(Extracted records Opens)
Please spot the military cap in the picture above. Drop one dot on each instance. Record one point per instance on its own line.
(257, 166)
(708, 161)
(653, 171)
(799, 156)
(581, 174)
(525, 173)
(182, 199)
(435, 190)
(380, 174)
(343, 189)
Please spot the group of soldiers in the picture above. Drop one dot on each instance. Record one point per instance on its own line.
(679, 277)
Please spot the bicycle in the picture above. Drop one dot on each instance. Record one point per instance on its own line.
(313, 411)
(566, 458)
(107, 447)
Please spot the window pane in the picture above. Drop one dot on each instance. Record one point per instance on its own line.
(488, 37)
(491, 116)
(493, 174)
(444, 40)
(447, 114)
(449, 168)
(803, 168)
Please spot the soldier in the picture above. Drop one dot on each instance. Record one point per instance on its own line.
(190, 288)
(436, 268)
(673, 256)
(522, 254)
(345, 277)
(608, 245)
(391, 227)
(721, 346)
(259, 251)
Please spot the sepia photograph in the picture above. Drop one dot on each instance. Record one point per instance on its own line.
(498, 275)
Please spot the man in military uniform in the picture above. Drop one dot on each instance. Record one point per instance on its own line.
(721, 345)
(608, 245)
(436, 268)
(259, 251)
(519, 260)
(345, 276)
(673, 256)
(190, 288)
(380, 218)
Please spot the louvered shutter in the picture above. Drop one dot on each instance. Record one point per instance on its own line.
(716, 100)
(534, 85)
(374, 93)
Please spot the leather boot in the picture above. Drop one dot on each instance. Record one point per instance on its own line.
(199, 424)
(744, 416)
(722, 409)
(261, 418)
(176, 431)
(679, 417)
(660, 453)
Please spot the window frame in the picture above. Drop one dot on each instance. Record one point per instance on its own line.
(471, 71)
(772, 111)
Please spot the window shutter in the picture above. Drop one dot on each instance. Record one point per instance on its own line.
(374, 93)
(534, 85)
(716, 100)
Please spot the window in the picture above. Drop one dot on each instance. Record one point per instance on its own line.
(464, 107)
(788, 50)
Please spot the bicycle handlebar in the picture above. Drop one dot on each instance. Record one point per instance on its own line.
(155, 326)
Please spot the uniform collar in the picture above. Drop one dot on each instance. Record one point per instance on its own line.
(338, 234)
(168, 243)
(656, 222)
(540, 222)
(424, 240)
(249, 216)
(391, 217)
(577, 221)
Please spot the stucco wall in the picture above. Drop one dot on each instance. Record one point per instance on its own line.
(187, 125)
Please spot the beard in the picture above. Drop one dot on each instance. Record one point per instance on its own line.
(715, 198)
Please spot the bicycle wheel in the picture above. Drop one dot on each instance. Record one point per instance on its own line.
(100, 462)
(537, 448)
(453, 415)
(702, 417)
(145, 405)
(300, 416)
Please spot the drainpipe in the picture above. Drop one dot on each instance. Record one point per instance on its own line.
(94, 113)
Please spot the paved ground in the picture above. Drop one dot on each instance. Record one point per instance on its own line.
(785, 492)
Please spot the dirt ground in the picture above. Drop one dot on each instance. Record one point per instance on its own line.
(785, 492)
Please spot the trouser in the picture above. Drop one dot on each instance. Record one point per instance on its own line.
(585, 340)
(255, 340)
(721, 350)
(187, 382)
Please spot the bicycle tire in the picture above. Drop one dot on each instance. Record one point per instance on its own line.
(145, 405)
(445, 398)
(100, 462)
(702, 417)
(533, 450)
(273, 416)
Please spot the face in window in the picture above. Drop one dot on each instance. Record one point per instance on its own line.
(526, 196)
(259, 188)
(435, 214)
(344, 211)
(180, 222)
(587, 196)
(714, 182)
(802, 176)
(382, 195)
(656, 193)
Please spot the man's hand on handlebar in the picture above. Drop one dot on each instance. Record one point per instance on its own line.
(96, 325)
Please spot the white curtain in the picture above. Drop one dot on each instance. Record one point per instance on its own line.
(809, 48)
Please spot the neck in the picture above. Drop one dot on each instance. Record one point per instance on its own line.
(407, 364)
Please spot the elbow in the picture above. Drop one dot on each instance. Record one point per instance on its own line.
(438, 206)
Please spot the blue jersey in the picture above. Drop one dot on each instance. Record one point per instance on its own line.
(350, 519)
(Extracted records Closes)
Work to complete: Transcribe all entries exactly as they are given.

Task response:
Please spot the military cap in the picture above. Drop one dot on each instance. Record one point per instance on its own line.
(257, 166)
(708, 161)
(653, 171)
(799, 156)
(581, 174)
(525, 173)
(182, 199)
(435, 190)
(380, 174)
(343, 189)
Please spot the group of soldiers in the picture above. Drop one dot on each instance. Record one point per instance on its own line.
(679, 277)
Please spot the bicycle in the picture above. Drop one dot on each instance. Record one point per instance on its own line.
(313, 411)
(566, 458)
(107, 447)
Please spot the window pane in the picture above. Drop one dot on each instance. Record one point per instance on its own line.
(488, 37)
(491, 116)
(493, 174)
(444, 40)
(447, 114)
(449, 168)
(803, 168)
Please spot the soldier in the picture above. Drop one dot on each instance. Record one point per instance on its own line.
(190, 288)
(436, 268)
(673, 256)
(522, 254)
(345, 277)
(608, 245)
(391, 227)
(721, 346)
(259, 251)
Please spot the sepia photograph in the picture above. Drop one dot on each instance. Record one point per instance on its own line.
(498, 275)
Please spot the man in military uniform in the picture above. Drop one dot on each instance. Record one point per instance on its own line.
(721, 345)
(608, 245)
(436, 268)
(259, 251)
(519, 260)
(345, 276)
(673, 256)
(190, 288)
(380, 218)
Please spot the louvered shutter in the picture above. Drop one dot on each instance. Record one point per instance on its own line.
(716, 100)
(534, 85)
(374, 93)
Please spot the leather boot in the picture above. Drop one dot on each instance. Record one point per instance on its own line.
(199, 424)
(744, 416)
(722, 409)
(261, 418)
(176, 431)
(679, 417)
(660, 453)
Please spot the window frame in the picture above. Drop one dot on each instance. Record one point per instance on its own line.
(471, 71)
(772, 111)
Please spot the window shutter in the picture above. Drop one dot on each instance. Record one point per instance on its own line.
(374, 93)
(534, 85)
(716, 100)
Please spot the window in the picture above. Drop one dot on each instance. Record one point per instance on its own line.
(464, 107)
(788, 50)
Please spot the bicycle handlebar in the picture above. Drop one dot on each instance. Record one point per instance on its own line.
(155, 326)
Please spot the uniform collar in the picture above. Drop one dot on each instance. Record one point per instance on its own line.
(338, 234)
(168, 243)
(656, 222)
(540, 222)
(424, 240)
(249, 216)
(391, 217)
(577, 221)
Please spot the stucco wall in the picture above. Drop one dot on each instance. Record one point per instance on its own line.
(187, 125)
Please spot the beard in the picture above. Drop one dot on each instance. Record one point per instance on its own line.
(715, 198)
Please spot the bicycle wheel in the picture above. Drop one dot on each instance. Record one point per instance on its own line.
(100, 462)
(537, 448)
(453, 415)
(702, 417)
(145, 405)
(300, 416)
Please spot the drainpipe in the picture above. Drop one dot on each instance. Record one point per instance on its own line.
(94, 113)
Please spot the paved ground in the picture above. Drop one dot on each instance. Record one point per instance on its own line.
(785, 492)
Please spot the dirt ground in the picture above. Drop one dot on each instance. Record one point per instance on its own line.
(785, 492)
Please spot the trouser in the picture above. Drop one dot on each instance. Record one point per instance on its own line.
(585, 340)
(255, 340)
(721, 350)
(187, 382)
Please spot the bicycle tire in the picture above. Drop one dot on each instance. Record one point per instance on its own line.
(145, 405)
(445, 398)
(100, 462)
(702, 417)
(533, 450)
(273, 416)
Please spot the face in window in the picture above. Drop one dot on each instance. Record one point per instance on its own line.
(526, 196)
(259, 188)
(435, 214)
(344, 211)
(180, 222)
(587, 196)
(714, 182)
(802, 176)
(382, 195)
(656, 193)
Please spot the man's hand on handlebar in the picture above. Drop one dot on each instance. Record one point per instance on its own line.
(96, 325)
Please spot the white curtain in the picture above. Drop one dot on each instance. Record one point per instance on its own line.
(809, 48)
Please spot the neck in the picture above. Drop one dot on each instance. Record one point per instance on its own line.
(407, 364)
Please spot the elbow in the picture above. Drop one dot on each instance. Record one point per instance on its own line.
(438, 206)
Please spot the blue jersey in the picture above. Drop one dot on each instance. Record one point per instance on its own line.
(350, 519)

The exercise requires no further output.